━━ SELECTED TEXT ━━

Caring for you, because they have to

Caring for you, because they have to

Women open up and share their experiences serving as informal caregivers in Syracuse.
Published: October 21, 2021
Caregivers
Mark Crook, 74, and his wife Joanne, 67, live together in Baldwinsville, New York. Joanne is Mark’s full-time caregiver after he survived a stroke that paralyzed his left side in 2017.

When Meredith Lange takes her mother, Suzanne, for a ride in the car, they count everything. The color red registers the most in Suzanne’s brain. As fall begins, the 69-year-old and her daughter look for red trees, bushes, flowers, the occasional silo, and every passing car. “She just likes to watch the world go by as we’re out riding,” Lange said. Suzanne has early onset dementia. Lange is her full-time informal caregiver, and across the country, she isn’t alone.

━━━

#### [YOUR OBJECTIVE]
Please return the stretch of the caregiving article from "When Meredith Lange" through "she isn’t alone.", copied word for word. The records come from a different source than the caregiving article.

━━ DATA SUPPLIED ━━

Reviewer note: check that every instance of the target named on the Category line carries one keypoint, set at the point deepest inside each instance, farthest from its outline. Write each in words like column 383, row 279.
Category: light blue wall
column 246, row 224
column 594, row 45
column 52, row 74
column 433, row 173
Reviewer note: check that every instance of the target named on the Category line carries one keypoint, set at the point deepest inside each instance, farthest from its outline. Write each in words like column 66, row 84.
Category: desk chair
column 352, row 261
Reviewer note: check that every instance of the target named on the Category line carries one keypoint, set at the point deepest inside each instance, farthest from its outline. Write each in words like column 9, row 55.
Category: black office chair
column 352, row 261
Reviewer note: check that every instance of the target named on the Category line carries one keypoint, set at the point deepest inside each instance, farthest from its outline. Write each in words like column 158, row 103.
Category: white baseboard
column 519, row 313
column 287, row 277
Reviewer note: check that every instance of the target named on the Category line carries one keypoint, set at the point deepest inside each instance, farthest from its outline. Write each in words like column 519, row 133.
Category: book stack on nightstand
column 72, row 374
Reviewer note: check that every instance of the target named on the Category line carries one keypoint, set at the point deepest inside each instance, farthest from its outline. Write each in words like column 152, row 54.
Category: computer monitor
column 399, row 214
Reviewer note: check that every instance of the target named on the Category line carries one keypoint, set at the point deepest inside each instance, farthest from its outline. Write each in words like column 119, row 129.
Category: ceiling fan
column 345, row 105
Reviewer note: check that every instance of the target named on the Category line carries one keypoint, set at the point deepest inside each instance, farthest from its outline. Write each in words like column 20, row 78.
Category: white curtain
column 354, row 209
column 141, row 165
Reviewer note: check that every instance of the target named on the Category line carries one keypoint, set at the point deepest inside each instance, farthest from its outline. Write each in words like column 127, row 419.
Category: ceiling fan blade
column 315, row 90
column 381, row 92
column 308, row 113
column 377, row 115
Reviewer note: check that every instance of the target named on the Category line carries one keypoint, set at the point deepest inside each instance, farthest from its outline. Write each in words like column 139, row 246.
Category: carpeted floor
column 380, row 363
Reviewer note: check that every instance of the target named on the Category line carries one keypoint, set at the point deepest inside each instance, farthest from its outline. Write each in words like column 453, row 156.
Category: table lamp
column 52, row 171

━━━
━━ DATA SUPPLIED ━━

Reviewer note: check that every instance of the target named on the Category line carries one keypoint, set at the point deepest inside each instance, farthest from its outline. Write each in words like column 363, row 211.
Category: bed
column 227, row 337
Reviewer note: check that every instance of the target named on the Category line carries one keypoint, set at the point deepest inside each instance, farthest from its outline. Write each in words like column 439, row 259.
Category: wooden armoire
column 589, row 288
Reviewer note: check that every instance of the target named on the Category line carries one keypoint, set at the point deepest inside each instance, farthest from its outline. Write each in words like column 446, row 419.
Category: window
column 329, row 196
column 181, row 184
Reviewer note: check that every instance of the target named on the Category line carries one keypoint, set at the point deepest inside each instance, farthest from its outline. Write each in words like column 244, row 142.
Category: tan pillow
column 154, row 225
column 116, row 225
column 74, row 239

━━━

#### [RESULT]
When Meredith Lange takes her mother, Suzanne, for a ride in the car, they count everything. The color red registers the most in Suzanne’s brain. As fall begins, the 69-year-old and her daughter look for red trees, bushes, flowers, the occasional silo, and every passing car. “She just likes to watch the world go by as we’re out riding,” Lange said. Suzanne has early onset dementia. Lange is her full-time informal caregiver, and across the country, she isn’t alone.